_Exercise details_:
All of the records listed below should be retyped exactly.
::::
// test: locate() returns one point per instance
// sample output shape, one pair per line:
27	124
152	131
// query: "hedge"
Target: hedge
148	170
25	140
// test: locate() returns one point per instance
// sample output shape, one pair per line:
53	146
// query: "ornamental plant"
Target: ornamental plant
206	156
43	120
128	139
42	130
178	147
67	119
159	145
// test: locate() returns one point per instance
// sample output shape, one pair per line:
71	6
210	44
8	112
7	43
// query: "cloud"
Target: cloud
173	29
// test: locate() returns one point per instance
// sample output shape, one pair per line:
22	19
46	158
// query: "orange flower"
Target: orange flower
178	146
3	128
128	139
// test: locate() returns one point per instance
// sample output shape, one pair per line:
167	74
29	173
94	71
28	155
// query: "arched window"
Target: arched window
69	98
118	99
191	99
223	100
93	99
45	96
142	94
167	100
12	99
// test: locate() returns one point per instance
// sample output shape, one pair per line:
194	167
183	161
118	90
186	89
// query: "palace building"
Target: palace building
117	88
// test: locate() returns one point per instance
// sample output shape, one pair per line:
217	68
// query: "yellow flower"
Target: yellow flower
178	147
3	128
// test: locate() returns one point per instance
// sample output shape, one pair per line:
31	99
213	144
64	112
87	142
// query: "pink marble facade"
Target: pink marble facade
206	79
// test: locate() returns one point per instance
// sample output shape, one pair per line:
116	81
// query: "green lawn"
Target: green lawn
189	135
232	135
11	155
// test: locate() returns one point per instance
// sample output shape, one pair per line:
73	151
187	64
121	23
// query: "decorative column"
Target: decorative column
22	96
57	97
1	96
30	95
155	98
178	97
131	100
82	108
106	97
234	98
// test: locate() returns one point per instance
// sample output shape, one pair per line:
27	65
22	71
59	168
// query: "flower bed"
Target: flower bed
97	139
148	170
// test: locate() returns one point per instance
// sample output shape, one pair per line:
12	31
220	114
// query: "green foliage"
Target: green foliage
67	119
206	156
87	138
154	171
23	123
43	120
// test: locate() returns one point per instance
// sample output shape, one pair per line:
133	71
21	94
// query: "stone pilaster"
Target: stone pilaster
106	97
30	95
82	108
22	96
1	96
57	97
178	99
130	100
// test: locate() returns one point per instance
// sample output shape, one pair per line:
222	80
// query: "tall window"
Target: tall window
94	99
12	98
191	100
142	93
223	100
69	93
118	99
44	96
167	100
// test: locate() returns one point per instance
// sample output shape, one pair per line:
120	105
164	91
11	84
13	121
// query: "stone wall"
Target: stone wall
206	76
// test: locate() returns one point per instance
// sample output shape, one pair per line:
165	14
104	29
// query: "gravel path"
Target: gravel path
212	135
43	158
::::
_The completed task_:
// test: locate() returns one point per instance
// sample output shape, one pair per line:
27	124
152	131
// query: "hedge"
Target: hedge
148	170
25	140
// test: locate() returns one point per instance
// sample output shape, one pair per line:
53	146
// query: "ornamental plant"
Target: ornamental plant
206	156
43	120
128	139
42	130
178	147
67	119
159	145
// test: locate() returns one point per instance
// sample output shape, one pair per line:
71	6
210	44
8	112
7	43
// query: "cloud"
Target: cloud
173	29
// test: locate() returns one point per instance
// sample output shape, one pair per line:
22	19
46	158
// query: "orange flower"
Target: orange flower
178	146
3	128
128	139
// test: locate() returns one point per instance
// sample output shape, one pair per line:
167	74
29	173
94	71
28	155
// query: "arched window"
Target: arched window
69	98
118	99
191	99
223	100
93	99
45	96
142	94
167	100
12	99
// test: locate() returns one point per instance
// sample output shape, one pair per line:
194	167
183	161
118	90
186	89
// query: "palace building"
Target: palace building
117	88
// test: locate() returns one point per instance
// sample output shape, one pair per line:
217	68
// query: "yellow flower"
Target: yellow flower
178	147
3	128
// test: locate() returns one point per instance
// sample output shape, one pair per line:
31	99
213	144
64	112
87	142
// query: "pink marble facade"
Target: pink marble facade
206	79
// test: locate() returns one point per instance
// sample output shape, one pair per line:
116	81
// query: "green lawn"
Target: green lawn
189	135
232	135
11	155
// test: locate() returns one point per instance
// sample output shape, one pair per line:
73	151
187	64
121	23
// query: "decorative column"
Target: decorative column
22	96
57	97
1	96
30	95
155	98
178	97
131	100
82	108
106	97
234	98
// test: locate() returns one point per instance
// sample output shape, one pair per line:
27	65
22	71
59	168
// query: "flower bed"
Target: flower bed
97	139
148	170
// test: locate() returns one point per instance
// sample output shape, one pair per line:
12	31
220	114
// query: "green foliage"
Target: green foliage
67	119
206	156
87	138
154	171
23	123
43	120
// test: locate() returns one point per instance
// sample output shape, one pair per line:
133	71
21	94
// query: "stone pilaster"
Target: stone pilaster
106	97
30	95
82	108
22	96
1	96
57	97
178	99
130	100
// test: locate() returns one point per instance
// sample output shape, one pair per line:
222	80
// query: "tall window"
Target: tall window
94	99
12	98
191	100
142	93
223	100
69	93
118	99
44	96
167	100
// test: locate() returns one point per instance
// sample output shape, one pair per line:
120	105
164	91
11	84
13	121
// query: "stone wall"
Target: stone wall
206	76
// test: locate() returns one point per instance
// sample output shape, one pair per line:
165	14
104	29
// query: "gravel path"
Target: gravel path
212	135
43	158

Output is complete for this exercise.